Start of Selected passage

Age UK reported that older adults in the British Isles face elevated risks in the winter compared to other European countries. Aging homes with minimal insulation and a lack of awareness may be to blame. As such the elderly and their families should be proactive about the health perils that come with winter.

Snow, ice and rain
Winter weather comes with its own set of hazards. Black ice can be a very serious concern, as slippery ice can lead to falls. Shoveling snow can also be dangerous for older adults because it is so physically demanding. The colder temperatures also have a negative effect on the body's immune system and other functions. This is why winter can be especially threatening. 

Falling ill
The cold compromises the body's ability to stay healthy, and it also forces people to stay indoors together. This aids the spread of germs and makes falling ill more likely. According to the National Health Service, there are a number of problems that are more frequent in winter. This includes influenza, norovirus and the common cold, as well as other issues such as cold sores and dry skin. Eating well and finding ways to stay active are important for boosting the immune system, especially for older adults.

End of Selected passage
Start of Extracted entries

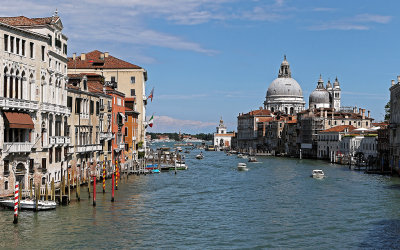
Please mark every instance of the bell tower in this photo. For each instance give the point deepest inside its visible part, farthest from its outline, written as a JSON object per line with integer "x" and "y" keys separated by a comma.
{"x": 336, "y": 95}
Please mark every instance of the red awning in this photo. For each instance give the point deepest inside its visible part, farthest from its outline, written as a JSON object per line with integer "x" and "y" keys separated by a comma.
{"x": 19, "y": 120}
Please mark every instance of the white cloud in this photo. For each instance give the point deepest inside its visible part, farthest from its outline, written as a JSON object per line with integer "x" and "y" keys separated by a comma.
{"x": 166, "y": 123}
{"x": 358, "y": 22}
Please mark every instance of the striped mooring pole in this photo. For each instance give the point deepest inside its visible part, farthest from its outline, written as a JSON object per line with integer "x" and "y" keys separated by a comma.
{"x": 16, "y": 196}
{"x": 104, "y": 177}
{"x": 112, "y": 187}
{"x": 94, "y": 190}
{"x": 116, "y": 175}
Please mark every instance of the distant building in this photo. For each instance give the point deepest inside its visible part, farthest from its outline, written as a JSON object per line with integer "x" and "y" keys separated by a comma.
{"x": 222, "y": 139}
{"x": 284, "y": 94}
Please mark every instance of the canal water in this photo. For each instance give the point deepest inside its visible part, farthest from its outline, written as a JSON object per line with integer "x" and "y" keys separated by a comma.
{"x": 212, "y": 205}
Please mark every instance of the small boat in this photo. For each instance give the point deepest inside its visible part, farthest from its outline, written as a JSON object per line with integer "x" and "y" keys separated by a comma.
{"x": 252, "y": 159}
{"x": 242, "y": 166}
{"x": 152, "y": 166}
{"x": 30, "y": 204}
{"x": 318, "y": 174}
{"x": 179, "y": 165}
{"x": 200, "y": 156}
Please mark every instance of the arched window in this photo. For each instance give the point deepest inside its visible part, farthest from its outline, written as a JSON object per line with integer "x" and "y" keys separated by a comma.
{"x": 5, "y": 82}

End of Extracted entries

### Activity
Rewrite the winter health passage, beginning at "Age UK reported" and stopping after "come with winter.", with "older adults" replaced by "seniors".

### Answer for the task
Age UK reported that seniors in the British Isles face elevated risks in the winter compared to other European countries. Aging homes with minimal insulation and a lack of awareness may be to blame. As such the elderly and their families should be proactive about the health perils that come with winter.